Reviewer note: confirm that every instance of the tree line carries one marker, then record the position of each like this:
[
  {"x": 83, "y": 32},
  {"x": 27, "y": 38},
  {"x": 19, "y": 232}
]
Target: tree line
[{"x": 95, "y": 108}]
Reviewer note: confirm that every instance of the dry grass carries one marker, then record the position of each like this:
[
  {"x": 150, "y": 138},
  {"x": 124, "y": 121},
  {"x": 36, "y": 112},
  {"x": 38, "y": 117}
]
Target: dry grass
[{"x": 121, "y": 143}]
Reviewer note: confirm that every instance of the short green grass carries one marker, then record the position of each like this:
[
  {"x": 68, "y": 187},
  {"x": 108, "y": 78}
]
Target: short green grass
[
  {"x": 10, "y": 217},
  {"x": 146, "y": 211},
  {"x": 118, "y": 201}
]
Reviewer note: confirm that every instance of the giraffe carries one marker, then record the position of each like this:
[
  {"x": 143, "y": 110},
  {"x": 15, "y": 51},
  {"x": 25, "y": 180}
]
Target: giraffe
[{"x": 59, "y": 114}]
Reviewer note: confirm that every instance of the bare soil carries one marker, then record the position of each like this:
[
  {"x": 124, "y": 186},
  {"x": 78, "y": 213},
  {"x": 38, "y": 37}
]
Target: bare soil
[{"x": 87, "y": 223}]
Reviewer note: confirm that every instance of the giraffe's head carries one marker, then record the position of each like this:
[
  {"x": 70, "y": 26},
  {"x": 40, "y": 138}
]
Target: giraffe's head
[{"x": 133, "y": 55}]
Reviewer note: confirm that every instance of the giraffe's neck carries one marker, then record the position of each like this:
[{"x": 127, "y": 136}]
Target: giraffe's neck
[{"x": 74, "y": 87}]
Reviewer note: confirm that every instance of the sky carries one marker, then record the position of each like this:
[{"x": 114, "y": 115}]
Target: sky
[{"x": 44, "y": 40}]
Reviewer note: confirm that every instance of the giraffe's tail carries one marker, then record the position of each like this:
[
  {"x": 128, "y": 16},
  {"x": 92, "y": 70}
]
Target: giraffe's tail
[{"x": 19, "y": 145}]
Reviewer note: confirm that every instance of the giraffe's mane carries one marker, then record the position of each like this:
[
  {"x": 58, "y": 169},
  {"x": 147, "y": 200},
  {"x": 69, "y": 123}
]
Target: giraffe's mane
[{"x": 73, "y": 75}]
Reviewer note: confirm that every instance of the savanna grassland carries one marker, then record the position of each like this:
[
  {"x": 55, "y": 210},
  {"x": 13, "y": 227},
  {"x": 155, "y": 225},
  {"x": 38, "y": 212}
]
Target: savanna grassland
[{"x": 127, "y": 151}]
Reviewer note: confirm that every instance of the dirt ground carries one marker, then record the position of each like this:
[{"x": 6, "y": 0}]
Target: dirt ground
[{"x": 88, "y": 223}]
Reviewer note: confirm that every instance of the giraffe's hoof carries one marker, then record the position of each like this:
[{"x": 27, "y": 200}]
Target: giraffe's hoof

——

Task brief » Print exactly the lines above, starting at the line that contains "Reviewer note: confirm that every instance of the sky" and ending with the last line of the records, both included.

Finished exercise »
Reviewer note: confirm that every instance of the sky carries one marker, then record the position of each like this:
[{"x": 114, "y": 115}]
Target: sky
[{"x": 44, "y": 40}]
Reviewer note: confirm that every instance of the giraffe's tail carries one marker, then record the position of each like this:
[
  {"x": 128, "y": 16},
  {"x": 92, "y": 70}
]
Target: giraffe's tail
[{"x": 19, "y": 145}]
Reviewer note: confirm that every instance of the giraffe's mane carries one marker, then record the position of each like this:
[
  {"x": 58, "y": 169},
  {"x": 147, "y": 200},
  {"x": 69, "y": 123}
]
Target: giraffe's mane
[{"x": 73, "y": 75}]
Reviewer note: confirm that every instance of the savanna grassland carries one marker, then record the position of each like this:
[
  {"x": 55, "y": 210},
  {"x": 13, "y": 227},
  {"x": 155, "y": 225},
  {"x": 38, "y": 212}
]
Target: savanna grassland
[{"x": 127, "y": 151}]
Reviewer note: confirm that every instance of the dirt ground carries one marker, then record the position of each like this:
[{"x": 6, "y": 0}]
Target: dirt ground
[{"x": 88, "y": 223}]
Reviewer note: confirm that every instance of the giraffe's hoof carries one marker, then record the position of each like this:
[{"x": 27, "y": 200}]
Target: giraffe's hoof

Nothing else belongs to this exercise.